> **ASSIGNED TASK**:
Retype each entry. Leave nothing out.

EXTRACTED ENTRIES Start Marker

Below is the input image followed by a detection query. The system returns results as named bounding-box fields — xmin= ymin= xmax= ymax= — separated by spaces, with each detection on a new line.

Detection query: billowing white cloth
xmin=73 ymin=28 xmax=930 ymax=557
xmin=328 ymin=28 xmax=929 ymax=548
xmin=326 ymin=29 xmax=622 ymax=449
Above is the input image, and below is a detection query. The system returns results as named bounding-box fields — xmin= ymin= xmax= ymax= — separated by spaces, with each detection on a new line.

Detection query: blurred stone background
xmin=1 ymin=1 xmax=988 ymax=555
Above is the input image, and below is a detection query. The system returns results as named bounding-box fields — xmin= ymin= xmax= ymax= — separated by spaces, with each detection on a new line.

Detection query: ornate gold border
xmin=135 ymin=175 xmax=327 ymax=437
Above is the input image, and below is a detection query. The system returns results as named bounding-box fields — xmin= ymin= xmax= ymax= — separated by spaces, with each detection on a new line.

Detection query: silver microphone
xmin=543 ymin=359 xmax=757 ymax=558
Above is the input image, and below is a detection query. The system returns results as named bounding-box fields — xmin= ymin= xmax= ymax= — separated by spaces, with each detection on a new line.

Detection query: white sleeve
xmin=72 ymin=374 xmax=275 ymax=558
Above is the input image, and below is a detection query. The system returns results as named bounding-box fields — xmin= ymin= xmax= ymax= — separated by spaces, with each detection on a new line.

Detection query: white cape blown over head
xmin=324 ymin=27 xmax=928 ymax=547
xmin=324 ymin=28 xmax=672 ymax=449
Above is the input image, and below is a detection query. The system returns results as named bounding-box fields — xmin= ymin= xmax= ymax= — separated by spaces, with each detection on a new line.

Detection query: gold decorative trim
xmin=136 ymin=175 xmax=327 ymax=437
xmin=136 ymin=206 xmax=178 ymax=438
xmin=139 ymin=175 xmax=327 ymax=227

EXTRACTED ENTRIES End Marker

> **EXERCISE RESULT**:
Below is the input image followed by a detection query. The system returns results as named bounding-box fields — xmin= ymin= xmax= ymax= — separated by spaces, with each detection on a new line.

Detection query: billowing white cloth
xmin=73 ymin=28 xmax=930 ymax=557
xmin=328 ymin=28 xmax=929 ymax=548
xmin=326 ymin=29 xmax=622 ymax=449
Above is the input image, and below is a detection query. The system returns results as named bounding-box fields — xmin= ymin= xmax= ymax= — separated by spaces, with each detection on a new line.

Detection query: blurred stone background
xmin=1 ymin=1 xmax=988 ymax=555
Above is the input image, and below is a detection query. The system returns results as named bounding-box fields — xmin= ymin= xmax= ymax= — separated by spaces, with each detection on a new line.

Detection query: ornate gold border
xmin=135 ymin=175 xmax=327 ymax=437
Above is the input image, and below is a detection query. The system returns results as named bounding-box fields — xmin= ymin= xmax= ymax= — separated by spaces, with each detection on a new line.

Detection query: silver microphone
xmin=543 ymin=359 xmax=757 ymax=558
Above is the input image, and below is a detection query. The system returns results as named bounding-box fields — xmin= ymin= xmax= ymax= — separated by spaces, with each detection on a new line.

Detection query: white sleeve
xmin=72 ymin=374 xmax=275 ymax=558
Above is the input image, and below is a detection query. The system returns results as named bounding-box fields — xmin= ymin= xmax= ymax= — separated by spaces, with each detection on a new line.

Detection query: white cape blown over head
xmin=324 ymin=27 xmax=928 ymax=547
xmin=324 ymin=28 xmax=672 ymax=449
Above is the input image, and below is a detection query. The system returns results as named bounding-box fields — xmin= ymin= xmax= ymax= — separated by spaces, with each detection on a new line.

Detection query: gold decorative trim
xmin=136 ymin=175 xmax=327 ymax=437
xmin=136 ymin=206 xmax=178 ymax=438
xmin=139 ymin=175 xmax=327 ymax=227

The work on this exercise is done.